[Items from a data source]
§
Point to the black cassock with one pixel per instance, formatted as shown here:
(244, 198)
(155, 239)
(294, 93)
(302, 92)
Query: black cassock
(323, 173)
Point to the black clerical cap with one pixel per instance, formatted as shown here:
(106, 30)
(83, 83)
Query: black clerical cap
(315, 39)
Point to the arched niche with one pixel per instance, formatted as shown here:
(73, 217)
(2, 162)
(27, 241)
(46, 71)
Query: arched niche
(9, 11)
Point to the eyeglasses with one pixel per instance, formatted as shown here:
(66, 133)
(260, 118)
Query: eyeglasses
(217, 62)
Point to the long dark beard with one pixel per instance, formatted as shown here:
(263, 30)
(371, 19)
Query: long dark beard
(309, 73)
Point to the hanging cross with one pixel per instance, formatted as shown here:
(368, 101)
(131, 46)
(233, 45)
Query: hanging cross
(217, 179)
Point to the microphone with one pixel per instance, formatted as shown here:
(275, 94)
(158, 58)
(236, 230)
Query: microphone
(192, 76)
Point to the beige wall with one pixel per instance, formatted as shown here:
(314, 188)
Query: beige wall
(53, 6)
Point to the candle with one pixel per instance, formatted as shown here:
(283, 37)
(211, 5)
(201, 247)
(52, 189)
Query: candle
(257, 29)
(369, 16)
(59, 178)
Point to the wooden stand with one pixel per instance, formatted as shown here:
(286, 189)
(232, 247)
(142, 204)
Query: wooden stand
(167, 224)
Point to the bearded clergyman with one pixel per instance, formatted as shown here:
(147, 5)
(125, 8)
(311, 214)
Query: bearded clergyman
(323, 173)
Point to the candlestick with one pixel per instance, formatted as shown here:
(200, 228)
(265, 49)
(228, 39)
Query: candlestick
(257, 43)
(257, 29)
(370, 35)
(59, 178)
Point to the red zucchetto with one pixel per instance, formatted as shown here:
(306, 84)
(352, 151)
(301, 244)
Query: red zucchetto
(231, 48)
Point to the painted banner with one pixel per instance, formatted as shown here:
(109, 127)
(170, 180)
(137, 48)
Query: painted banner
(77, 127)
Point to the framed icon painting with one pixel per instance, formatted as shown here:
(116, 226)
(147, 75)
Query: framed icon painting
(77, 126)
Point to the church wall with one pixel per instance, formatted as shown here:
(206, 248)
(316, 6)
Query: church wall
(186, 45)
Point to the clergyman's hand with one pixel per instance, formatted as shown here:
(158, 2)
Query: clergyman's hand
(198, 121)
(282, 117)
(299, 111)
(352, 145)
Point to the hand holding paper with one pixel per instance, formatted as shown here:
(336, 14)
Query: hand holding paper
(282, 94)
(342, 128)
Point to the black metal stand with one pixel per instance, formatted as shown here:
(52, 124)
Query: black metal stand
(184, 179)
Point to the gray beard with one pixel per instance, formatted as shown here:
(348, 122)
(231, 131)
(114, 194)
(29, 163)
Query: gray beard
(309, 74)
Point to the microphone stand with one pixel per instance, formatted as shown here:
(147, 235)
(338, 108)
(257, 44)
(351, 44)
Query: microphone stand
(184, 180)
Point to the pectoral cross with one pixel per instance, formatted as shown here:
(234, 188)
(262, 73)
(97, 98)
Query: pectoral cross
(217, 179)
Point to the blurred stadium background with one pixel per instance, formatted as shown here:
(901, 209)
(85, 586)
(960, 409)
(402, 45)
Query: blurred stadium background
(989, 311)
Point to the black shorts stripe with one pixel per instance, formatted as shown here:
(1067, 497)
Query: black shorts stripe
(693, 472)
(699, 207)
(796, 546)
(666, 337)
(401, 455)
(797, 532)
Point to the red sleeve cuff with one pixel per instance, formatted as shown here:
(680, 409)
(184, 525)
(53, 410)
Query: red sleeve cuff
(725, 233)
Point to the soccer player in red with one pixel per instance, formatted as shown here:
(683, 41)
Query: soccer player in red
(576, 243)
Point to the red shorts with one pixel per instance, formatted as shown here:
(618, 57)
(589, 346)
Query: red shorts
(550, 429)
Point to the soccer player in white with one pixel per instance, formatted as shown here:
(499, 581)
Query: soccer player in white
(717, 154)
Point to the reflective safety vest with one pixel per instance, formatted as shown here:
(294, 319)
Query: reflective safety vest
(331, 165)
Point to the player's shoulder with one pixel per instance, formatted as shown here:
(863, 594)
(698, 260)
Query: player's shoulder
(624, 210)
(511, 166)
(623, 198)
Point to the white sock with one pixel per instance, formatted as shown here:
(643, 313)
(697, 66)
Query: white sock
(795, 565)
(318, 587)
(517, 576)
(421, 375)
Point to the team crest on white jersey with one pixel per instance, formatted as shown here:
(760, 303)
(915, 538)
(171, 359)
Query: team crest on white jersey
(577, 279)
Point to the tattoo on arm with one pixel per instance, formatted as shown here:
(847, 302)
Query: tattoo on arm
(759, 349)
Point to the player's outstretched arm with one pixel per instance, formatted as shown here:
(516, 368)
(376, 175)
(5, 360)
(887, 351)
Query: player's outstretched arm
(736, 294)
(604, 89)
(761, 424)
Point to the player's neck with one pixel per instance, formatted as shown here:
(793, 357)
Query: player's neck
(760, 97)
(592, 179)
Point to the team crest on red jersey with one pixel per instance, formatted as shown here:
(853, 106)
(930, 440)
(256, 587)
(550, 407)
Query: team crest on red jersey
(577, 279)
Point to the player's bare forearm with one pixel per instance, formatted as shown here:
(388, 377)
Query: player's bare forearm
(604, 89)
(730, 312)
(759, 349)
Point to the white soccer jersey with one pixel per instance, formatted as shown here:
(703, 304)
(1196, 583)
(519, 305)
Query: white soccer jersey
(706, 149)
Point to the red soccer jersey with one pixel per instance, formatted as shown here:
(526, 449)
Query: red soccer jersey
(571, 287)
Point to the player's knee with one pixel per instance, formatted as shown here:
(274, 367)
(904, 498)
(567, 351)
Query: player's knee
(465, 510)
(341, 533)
§
→ Goal of the exercise
Reproduce the items, beginning at the line that has "Point to the white soccer" and continuing through the end of the items, with the requests included. Scale every coordinate in the answers by 1.3 and round it to a whole number, rounding halves up, but leave the requests and their format samples unchanged.

→ In response
Point to the white soccer jersey with one pixel per instance, formatted as shown here:
(703, 304)
(1196, 583)
(519, 305)
Query: white soccer jersey
(918, 194)
Point to the red soccer jersey with one pixel per instance, formatted as shown here:
(526, 449)
Query: red soccer jersey
(742, 373)
Point to the player's knee with one pixel per instance, formatted as shown here:
(274, 367)
(904, 498)
(567, 351)
Query: player's knee
(605, 663)
(443, 693)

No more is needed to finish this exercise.